Reading text:
Posted by | October 6, 2009

This week, we received excellent press coverage of WSU’s success in the second round of the USDA Specialty Crops Research Initiative (SCRI) program. WSU research teams were awarded approximately $15 million in U.S. Department of Agriculture SCRI grants aimed at providing research-based solutions to issues facing specialty crops such as tree fruit, wine grapes and potatoes. WSU will receive nearly a third of the $47.3 million awarded nationally, the most of any institution in the country.

The multi-million-dollar award reflects the aggregation of a number of different grants, including full-fledged research grants ranging between $1.5 and $3.3 million as well as smaller planning grants. Over 30 different WSU faculty members, across eight different departments and two extension districts, are involved in the grants. Successful grants were led by faculty from three different research and extension centers, the Pullman campus and county extension offices.

This outcome reflects a true team effort. It also represents a “perfect storm” – the convergence of several critical factors that all contributed to this incredible outcome.

First and foremost, our success is the product of having a truly world-class faculty working on specialty crop research at WSU. Faculty involved in the successful projects include a healthy mix of senior and junior faculty working across a variety of disciplines. Over the past four years, we have focused our hiring on assembling one of the premiere specialty crop research teams in the country. These recent hires were major contributors as both principal investigators and collaborators.

Records:
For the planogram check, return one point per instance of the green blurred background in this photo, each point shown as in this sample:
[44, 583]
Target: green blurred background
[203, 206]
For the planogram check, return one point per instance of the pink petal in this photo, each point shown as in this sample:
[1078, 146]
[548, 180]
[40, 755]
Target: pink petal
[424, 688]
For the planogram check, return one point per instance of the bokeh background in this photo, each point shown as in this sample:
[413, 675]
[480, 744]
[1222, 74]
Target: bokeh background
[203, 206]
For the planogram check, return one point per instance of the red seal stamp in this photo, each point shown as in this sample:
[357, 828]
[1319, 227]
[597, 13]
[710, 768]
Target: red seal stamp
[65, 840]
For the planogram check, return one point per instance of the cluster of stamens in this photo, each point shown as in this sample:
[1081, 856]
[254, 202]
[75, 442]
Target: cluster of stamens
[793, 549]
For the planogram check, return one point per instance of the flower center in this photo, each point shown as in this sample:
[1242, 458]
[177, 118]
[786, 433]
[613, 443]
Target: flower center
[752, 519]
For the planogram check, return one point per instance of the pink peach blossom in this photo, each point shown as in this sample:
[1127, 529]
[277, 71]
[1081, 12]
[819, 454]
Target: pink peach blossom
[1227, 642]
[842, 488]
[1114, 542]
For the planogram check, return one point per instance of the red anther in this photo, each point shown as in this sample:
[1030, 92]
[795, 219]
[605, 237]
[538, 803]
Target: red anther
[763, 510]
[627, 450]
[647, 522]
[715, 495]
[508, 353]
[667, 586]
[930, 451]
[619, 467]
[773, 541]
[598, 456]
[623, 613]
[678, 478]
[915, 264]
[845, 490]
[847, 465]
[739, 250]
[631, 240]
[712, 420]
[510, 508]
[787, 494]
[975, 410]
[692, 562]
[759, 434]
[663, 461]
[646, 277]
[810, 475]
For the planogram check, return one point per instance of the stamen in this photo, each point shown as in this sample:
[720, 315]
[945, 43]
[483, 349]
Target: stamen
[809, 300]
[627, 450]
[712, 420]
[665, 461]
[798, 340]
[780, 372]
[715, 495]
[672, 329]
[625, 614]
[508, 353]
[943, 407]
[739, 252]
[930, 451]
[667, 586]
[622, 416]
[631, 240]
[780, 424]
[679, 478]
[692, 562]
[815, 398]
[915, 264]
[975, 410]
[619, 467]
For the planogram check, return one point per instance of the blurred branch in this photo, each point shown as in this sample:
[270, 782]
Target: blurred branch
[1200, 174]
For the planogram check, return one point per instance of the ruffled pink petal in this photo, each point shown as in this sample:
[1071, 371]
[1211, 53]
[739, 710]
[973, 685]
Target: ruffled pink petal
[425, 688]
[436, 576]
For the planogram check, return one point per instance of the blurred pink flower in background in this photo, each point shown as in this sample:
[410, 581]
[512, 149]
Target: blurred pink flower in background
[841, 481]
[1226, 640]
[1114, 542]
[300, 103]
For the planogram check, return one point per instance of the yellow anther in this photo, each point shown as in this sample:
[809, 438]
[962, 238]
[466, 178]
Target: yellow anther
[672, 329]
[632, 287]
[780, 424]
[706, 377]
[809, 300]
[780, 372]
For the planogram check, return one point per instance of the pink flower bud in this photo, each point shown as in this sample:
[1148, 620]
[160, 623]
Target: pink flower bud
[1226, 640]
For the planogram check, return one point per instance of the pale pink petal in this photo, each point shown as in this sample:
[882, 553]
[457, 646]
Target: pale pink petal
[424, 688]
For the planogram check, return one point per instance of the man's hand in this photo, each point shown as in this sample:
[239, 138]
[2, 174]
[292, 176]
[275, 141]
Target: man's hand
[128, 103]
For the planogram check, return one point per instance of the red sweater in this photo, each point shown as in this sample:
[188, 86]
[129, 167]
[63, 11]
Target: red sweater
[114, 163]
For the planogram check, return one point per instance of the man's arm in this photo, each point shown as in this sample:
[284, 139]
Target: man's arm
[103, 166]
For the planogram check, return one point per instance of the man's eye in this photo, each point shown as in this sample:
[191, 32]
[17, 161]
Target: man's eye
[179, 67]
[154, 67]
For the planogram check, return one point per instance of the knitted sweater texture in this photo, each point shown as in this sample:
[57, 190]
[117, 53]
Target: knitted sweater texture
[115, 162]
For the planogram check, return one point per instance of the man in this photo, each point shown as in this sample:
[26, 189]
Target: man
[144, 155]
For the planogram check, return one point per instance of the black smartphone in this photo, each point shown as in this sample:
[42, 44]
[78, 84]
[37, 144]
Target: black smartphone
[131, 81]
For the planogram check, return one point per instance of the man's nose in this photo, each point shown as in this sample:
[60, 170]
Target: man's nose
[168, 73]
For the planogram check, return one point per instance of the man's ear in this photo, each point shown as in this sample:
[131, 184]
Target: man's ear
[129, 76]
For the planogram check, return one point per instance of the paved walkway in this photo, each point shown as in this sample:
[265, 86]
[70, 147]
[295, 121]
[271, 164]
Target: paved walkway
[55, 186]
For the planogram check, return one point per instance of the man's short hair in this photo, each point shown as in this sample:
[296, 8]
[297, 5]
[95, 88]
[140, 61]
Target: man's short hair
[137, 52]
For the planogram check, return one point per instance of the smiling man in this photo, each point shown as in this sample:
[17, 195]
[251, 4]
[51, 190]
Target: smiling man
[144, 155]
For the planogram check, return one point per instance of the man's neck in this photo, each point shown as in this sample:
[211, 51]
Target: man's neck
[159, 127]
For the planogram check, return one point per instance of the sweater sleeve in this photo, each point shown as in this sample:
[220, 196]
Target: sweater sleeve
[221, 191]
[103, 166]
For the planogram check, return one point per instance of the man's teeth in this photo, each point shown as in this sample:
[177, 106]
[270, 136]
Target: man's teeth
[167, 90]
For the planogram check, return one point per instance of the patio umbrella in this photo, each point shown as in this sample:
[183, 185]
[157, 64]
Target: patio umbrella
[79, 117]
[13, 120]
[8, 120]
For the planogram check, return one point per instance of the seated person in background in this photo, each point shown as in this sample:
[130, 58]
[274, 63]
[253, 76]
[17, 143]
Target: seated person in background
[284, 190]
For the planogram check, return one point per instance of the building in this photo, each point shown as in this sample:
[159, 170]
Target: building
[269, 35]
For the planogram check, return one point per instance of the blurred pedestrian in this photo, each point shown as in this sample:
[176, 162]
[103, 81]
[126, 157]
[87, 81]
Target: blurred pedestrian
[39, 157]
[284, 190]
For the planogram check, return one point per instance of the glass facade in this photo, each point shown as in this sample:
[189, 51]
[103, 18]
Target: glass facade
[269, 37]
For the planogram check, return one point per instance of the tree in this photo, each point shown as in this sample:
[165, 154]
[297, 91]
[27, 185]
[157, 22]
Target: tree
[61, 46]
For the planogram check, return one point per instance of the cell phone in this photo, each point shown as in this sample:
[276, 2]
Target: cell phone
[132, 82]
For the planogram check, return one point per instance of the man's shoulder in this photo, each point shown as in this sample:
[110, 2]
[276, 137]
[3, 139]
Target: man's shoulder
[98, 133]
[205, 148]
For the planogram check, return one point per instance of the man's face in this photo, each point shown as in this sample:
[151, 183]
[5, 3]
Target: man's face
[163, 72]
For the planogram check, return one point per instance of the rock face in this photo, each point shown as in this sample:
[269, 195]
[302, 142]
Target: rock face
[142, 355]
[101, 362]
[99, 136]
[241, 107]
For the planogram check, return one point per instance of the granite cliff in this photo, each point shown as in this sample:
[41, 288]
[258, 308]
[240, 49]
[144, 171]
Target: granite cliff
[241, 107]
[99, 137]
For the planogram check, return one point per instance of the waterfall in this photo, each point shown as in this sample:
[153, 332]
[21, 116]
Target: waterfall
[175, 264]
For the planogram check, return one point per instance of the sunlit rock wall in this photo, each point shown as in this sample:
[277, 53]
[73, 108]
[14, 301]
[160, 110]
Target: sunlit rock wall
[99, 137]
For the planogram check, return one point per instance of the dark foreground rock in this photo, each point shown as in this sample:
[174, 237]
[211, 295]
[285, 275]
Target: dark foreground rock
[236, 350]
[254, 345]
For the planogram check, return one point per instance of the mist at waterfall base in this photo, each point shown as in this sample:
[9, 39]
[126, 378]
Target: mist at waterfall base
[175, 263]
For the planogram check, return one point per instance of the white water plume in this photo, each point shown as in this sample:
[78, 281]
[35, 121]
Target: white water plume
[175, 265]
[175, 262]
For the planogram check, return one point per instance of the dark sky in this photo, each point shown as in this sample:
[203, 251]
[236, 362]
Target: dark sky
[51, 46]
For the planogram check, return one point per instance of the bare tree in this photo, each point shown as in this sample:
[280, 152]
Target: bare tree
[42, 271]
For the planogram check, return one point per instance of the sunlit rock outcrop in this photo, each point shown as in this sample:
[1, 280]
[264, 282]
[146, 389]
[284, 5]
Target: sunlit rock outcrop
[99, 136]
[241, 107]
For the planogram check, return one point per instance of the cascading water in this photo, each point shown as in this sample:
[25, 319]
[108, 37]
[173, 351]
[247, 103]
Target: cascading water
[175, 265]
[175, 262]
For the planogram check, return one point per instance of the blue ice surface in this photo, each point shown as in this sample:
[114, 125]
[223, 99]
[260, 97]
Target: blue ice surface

Task requirements:
**1.** Answer from the post on WSU's specialty crop grants:
(a) About how much in SCRI grants were WSU research teams awarded?
(b) How many WSU faculty members are involved in the grants?
(c) Over what period has WSU focused its hiring on building a specialty crop research team?
**2.** Which specialty crops does the post on WSU's specialty crop grants name as examples?
The items are separate material, unrelated to the post on WSU's specialty crop grants.

Full answers:
**1.**
(a) Approximately $15 million
(b) Over 30
(c) The past four years

**2.** Tree fruit, wine grapes and potatoes